> **Reading text**
Differential head calculation

[srisua]

Dear Seniors,

I am using HFO as media. While calculating the pump head, i calculated pressure drop in MWC and the same i converted in MLC by using the following formulae

MLC = MWC x Specific gravity of fluid.

I have used the above formulae for all my calculations. But one of my consultant commented as MLC = MWC/ specific gravity of fluid.

Now you are reqeusted to please suggest me which one is correct.

Thanks in advance

Srinivas

 

[quark]

Rho_L x g x H _L = Rho_W x g x H _W

Hope, you can do rest of the calculation.

PS: Check all your calculations.

 

[LittleInch]

If your SG is <1, then to achieve the same pressure / equivalent water column at the foot of your column, the height needs to be higher.

however calculating pressure drop using water is also not the best as the viscosity of the fluid has a distinct impact on pressure drop.

It seems you're trying to do this very simply and not understanding the basic physics behind this.

Check lots of times before you buy the pump!



My motto: Learn something new every day

Also: There's usually a good reason why everyone does it that way

 

[srisua]

Dear Mr. Quark & Little Inch,

Thanks for your explanation. The following is understood from your formulae

As G is gets cancel (HL = HW x Rho water/ Rho liquid). This means always Meter Liquid column height is more than Meter water column if specific gravity of fluid less than 1.

The above complies the statement of Mr. Little inch.

Thanks a lot

Regards
Srinivas

 

[electricpete]

This means always Meter Liquid column height is more than Meter water column if specific gravity of fluid less than 1.

Not sure what you're saying. If you have two columns which both have a height of 1 meter, then they have the same height / head (one meter). The one with lower sg has lower corresponding [differential] pressure [from bottom to top]

=====================================
(2B)+(2B)' ?

Items taken from a data source
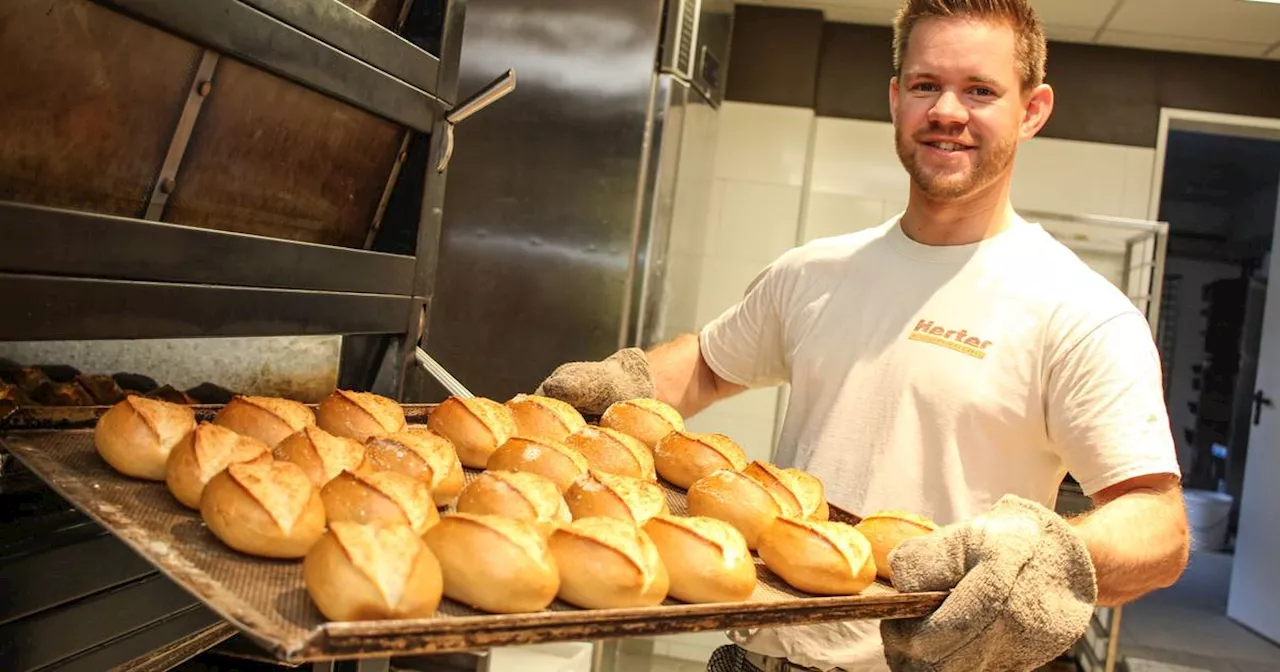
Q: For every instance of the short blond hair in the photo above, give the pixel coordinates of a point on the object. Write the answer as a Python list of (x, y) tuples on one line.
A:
[(1018, 14)]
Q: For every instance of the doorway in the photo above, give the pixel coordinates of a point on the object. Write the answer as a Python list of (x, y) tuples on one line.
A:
[(1217, 186)]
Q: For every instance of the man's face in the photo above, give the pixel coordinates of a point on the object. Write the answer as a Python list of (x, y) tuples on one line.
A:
[(959, 106)]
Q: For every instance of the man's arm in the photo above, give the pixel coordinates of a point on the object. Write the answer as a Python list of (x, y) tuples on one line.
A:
[(682, 378), (1137, 536)]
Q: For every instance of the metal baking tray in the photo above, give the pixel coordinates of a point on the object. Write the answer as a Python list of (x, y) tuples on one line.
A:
[(266, 599)]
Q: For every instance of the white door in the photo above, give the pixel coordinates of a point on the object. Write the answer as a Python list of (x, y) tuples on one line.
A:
[(1255, 597)]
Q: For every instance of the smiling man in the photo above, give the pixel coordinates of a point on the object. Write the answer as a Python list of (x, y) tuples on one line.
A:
[(954, 361)]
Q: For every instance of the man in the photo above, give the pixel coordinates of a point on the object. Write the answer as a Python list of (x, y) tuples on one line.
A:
[(955, 362)]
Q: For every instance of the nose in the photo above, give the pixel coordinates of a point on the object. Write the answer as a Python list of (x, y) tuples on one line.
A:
[(947, 109)]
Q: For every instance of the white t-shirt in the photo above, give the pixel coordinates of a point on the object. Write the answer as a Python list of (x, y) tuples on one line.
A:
[(937, 379)]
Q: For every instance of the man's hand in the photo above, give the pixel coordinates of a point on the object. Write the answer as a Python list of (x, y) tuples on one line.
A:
[(1023, 590)]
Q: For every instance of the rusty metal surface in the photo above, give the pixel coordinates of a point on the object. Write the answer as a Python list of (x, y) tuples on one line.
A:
[(273, 158), (268, 602), (91, 99)]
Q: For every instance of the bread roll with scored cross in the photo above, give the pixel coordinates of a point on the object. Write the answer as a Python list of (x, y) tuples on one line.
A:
[(648, 420), (544, 417), (476, 426), (494, 563), (202, 455), (369, 572), (684, 457), (136, 435), (268, 510), (632, 501), (707, 558), (359, 415), (268, 419), (379, 497), (606, 563), (423, 455), (515, 494), (818, 557)]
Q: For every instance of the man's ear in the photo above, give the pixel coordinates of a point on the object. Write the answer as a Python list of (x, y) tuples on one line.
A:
[(892, 99), (1040, 106)]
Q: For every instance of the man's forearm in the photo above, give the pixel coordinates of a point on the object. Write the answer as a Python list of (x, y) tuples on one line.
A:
[(682, 378), (1138, 542)]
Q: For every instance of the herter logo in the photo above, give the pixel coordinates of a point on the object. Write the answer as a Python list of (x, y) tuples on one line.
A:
[(956, 339)]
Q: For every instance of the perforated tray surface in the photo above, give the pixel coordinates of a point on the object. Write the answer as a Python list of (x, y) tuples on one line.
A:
[(268, 602)]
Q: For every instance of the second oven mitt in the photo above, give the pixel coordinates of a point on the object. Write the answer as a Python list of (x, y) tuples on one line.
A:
[(1023, 592)]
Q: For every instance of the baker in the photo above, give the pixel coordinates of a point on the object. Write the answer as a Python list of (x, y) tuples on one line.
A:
[(1056, 373)]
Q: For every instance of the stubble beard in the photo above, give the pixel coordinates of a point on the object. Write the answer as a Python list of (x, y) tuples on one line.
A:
[(988, 160)]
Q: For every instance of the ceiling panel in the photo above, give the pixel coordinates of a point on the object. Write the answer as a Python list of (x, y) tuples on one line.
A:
[(1230, 21)]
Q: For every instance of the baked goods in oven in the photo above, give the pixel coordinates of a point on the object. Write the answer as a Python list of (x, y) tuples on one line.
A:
[(707, 558), (268, 419), (634, 501), (735, 498), (369, 572), (205, 452), (383, 497), (268, 510), (648, 420), (515, 494), (359, 415), (682, 457), (476, 426), (423, 455), (320, 455), (818, 557), (136, 435), (544, 417), (608, 563), (494, 563), (547, 458), (885, 530)]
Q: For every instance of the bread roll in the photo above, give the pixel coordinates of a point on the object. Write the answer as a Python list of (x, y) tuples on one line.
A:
[(684, 457), (544, 417), (648, 420), (359, 415), (320, 455), (732, 497), (268, 510), (520, 496), (369, 572), (547, 458), (818, 557), (629, 499), (205, 452), (268, 419), (707, 558), (423, 455), (606, 563), (382, 497), (494, 563), (613, 452), (885, 530), (476, 426), (136, 435)]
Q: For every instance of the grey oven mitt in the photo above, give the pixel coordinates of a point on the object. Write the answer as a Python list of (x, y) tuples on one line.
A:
[(592, 387), (1022, 584)]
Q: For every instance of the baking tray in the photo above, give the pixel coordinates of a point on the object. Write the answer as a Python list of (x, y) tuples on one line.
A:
[(268, 602)]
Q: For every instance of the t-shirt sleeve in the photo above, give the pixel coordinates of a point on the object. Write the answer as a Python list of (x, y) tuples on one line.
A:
[(1106, 410), (745, 343)]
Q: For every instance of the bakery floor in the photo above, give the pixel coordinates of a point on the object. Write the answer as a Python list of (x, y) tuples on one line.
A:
[(1185, 629)]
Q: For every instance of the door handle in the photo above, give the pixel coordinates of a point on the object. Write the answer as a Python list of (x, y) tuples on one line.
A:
[(1260, 400)]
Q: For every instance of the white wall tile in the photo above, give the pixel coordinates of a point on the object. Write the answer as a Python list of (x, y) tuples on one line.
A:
[(833, 214), (763, 144), (856, 158), (757, 222)]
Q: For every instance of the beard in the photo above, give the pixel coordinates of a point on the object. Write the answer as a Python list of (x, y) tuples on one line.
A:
[(986, 161)]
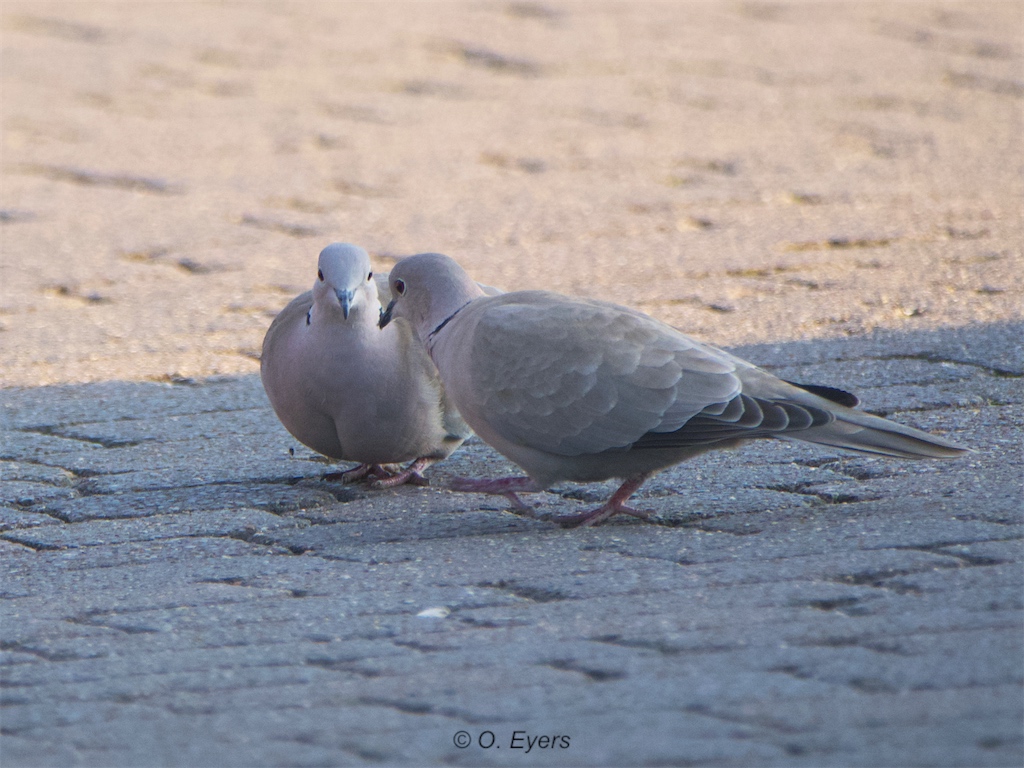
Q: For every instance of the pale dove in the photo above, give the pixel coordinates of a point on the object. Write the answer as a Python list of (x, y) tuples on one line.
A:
[(573, 389), (351, 390)]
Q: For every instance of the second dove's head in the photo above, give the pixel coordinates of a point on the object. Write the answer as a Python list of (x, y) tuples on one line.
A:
[(428, 289), (344, 281)]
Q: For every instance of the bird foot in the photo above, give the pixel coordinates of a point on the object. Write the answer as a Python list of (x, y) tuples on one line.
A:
[(615, 505), (352, 475), (411, 475), (386, 475), (506, 486)]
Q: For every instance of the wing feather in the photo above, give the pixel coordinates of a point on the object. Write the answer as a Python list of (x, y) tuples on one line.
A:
[(573, 377)]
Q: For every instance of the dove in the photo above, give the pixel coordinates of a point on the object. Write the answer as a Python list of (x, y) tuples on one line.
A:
[(351, 390), (583, 390)]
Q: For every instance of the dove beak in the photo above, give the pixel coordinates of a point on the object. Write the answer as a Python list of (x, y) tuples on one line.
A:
[(386, 314), (345, 298)]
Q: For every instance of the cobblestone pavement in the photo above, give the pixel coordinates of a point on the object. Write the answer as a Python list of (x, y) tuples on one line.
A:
[(835, 185), (179, 589)]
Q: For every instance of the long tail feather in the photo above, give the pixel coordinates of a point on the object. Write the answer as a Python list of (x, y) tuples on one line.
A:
[(864, 433)]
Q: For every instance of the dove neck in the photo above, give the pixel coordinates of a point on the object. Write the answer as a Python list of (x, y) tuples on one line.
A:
[(432, 334)]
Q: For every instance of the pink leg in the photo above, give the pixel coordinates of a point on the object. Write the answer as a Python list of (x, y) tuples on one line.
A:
[(506, 486), (614, 505), (364, 470), (412, 474)]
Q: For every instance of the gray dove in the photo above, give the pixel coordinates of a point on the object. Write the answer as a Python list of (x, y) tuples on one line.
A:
[(582, 390), (351, 390)]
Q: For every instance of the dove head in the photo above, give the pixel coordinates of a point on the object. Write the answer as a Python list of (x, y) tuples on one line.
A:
[(428, 290), (344, 282)]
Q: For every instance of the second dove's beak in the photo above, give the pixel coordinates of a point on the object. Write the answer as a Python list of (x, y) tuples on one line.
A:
[(345, 299), (386, 314)]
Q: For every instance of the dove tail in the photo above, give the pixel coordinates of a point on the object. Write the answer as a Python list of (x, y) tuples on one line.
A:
[(863, 433)]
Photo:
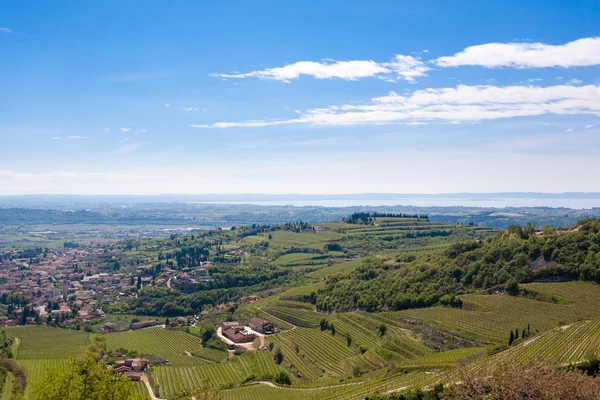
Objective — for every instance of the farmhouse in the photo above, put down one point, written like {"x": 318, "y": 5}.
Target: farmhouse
{"x": 261, "y": 325}
{"x": 229, "y": 324}
{"x": 143, "y": 324}
{"x": 238, "y": 334}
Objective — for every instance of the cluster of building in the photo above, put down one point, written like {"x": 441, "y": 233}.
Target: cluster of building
{"x": 240, "y": 334}
{"x": 131, "y": 368}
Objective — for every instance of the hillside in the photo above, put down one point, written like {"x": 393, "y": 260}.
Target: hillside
{"x": 519, "y": 255}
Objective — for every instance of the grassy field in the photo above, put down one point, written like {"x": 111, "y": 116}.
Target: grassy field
{"x": 175, "y": 346}
{"x": 40, "y": 342}
{"x": 172, "y": 379}
{"x": 40, "y": 348}
{"x": 491, "y": 317}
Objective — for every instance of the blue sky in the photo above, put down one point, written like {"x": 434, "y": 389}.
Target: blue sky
{"x": 299, "y": 96}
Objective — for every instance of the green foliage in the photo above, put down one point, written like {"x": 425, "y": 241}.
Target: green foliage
{"x": 86, "y": 378}
{"x": 283, "y": 378}
{"x": 6, "y": 342}
{"x": 512, "y": 257}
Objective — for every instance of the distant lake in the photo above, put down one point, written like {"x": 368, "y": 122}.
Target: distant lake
{"x": 429, "y": 202}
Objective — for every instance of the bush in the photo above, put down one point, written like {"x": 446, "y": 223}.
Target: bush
{"x": 283, "y": 378}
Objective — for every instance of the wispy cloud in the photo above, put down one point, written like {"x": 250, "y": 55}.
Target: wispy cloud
{"x": 401, "y": 67}
{"x": 578, "y": 53}
{"x": 72, "y": 137}
{"x": 129, "y": 148}
{"x": 138, "y": 76}
{"x": 450, "y": 105}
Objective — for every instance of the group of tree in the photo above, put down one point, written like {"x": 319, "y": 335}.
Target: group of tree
{"x": 515, "y": 335}
{"x": 9, "y": 365}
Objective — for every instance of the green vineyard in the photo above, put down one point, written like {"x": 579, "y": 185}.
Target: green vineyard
{"x": 175, "y": 346}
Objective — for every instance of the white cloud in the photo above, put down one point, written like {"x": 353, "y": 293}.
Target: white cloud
{"x": 450, "y": 105}
{"x": 403, "y": 67}
{"x": 72, "y": 137}
{"x": 579, "y": 53}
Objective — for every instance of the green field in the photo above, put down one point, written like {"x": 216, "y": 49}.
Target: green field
{"x": 491, "y": 317}
{"x": 40, "y": 342}
{"x": 168, "y": 344}
{"x": 233, "y": 372}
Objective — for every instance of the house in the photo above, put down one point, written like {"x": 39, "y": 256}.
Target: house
{"x": 229, "y": 324}
{"x": 260, "y": 325}
{"x": 134, "y": 376}
{"x": 122, "y": 369}
{"x": 110, "y": 326}
{"x": 137, "y": 364}
{"x": 143, "y": 324}
{"x": 238, "y": 334}
{"x": 131, "y": 365}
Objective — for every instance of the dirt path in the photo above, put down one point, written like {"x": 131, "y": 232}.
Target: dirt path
{"x": 271, "y": 384}
{"x": 278, "y": 319}
{"x": 150, "y": 392}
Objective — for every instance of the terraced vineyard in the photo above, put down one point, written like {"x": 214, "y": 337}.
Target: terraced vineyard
{"x": 491, "y": 317}
{"x": 172, "y": 379}
{"x": 173, "y": 345}
{"x": 36, "y": 369}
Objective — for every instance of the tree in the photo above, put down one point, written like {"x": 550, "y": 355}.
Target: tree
{"x": 277, "y": 355}
{"x": 283, "y": 378}
{"x": 86, "y": 378}
{"x": 324, "y": 324}
{"x": 382, "y": 329}
{"x": 207, "y": 333}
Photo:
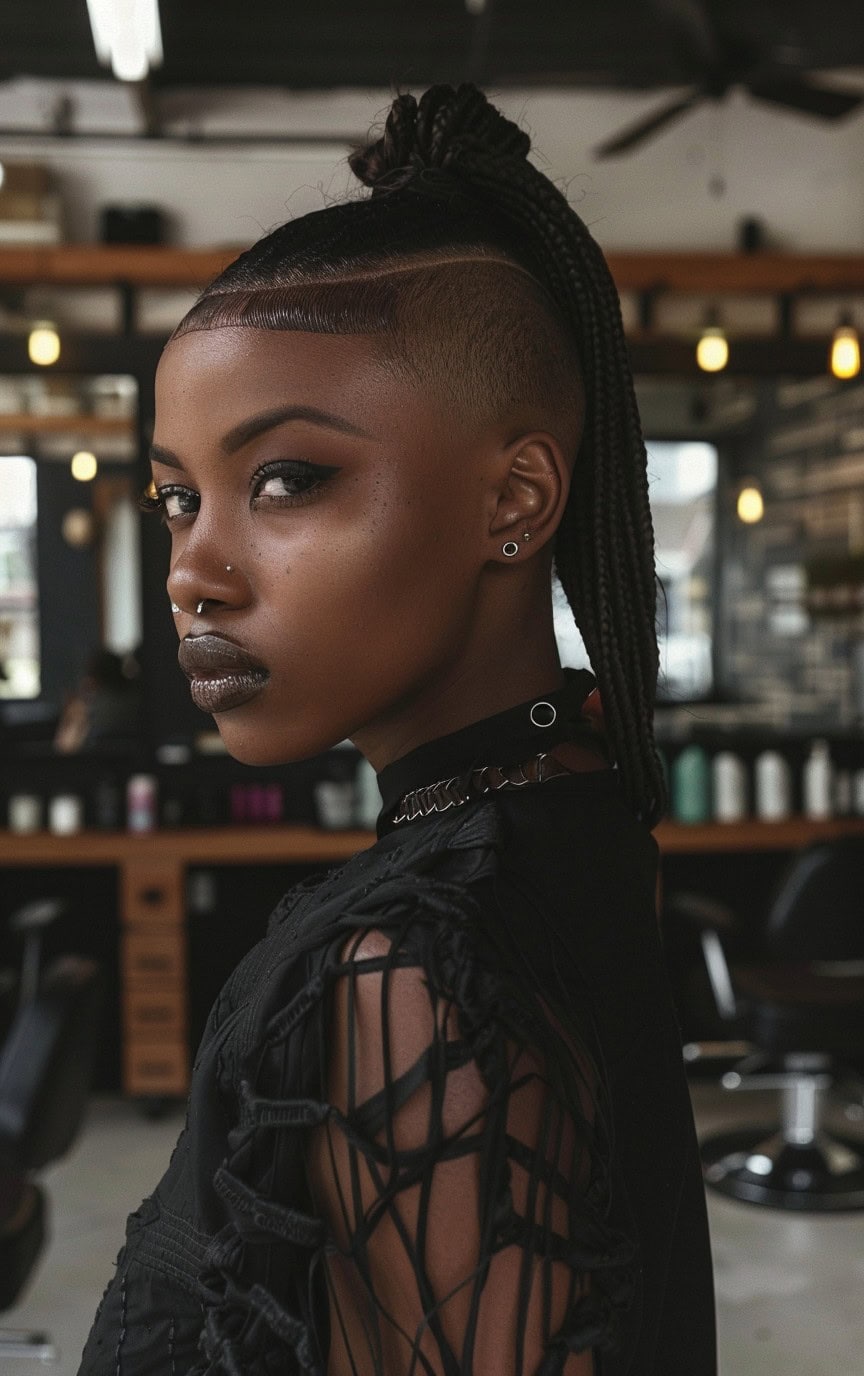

> **Instructions for the task**
Based on the pump head thread, say yes or no to each statement and quote the words that decide it: (a) The first poster is working with HFO as the fluid. (b) The consultant said MLC equals MWC times the specific gravity of the fluid. (c) LittleInch says viscosity has little effect on pressure drop. These lines come from a separate source and have no link to the thread.

> **Task response**
(a) Yes: "I am using HFO as media."
(b) No: "But one of my consultant commented as MLC = MWC/ specific gravity of fluid."
(c) No: "the viscosity of the fluid has a distinct impact on pressure drop."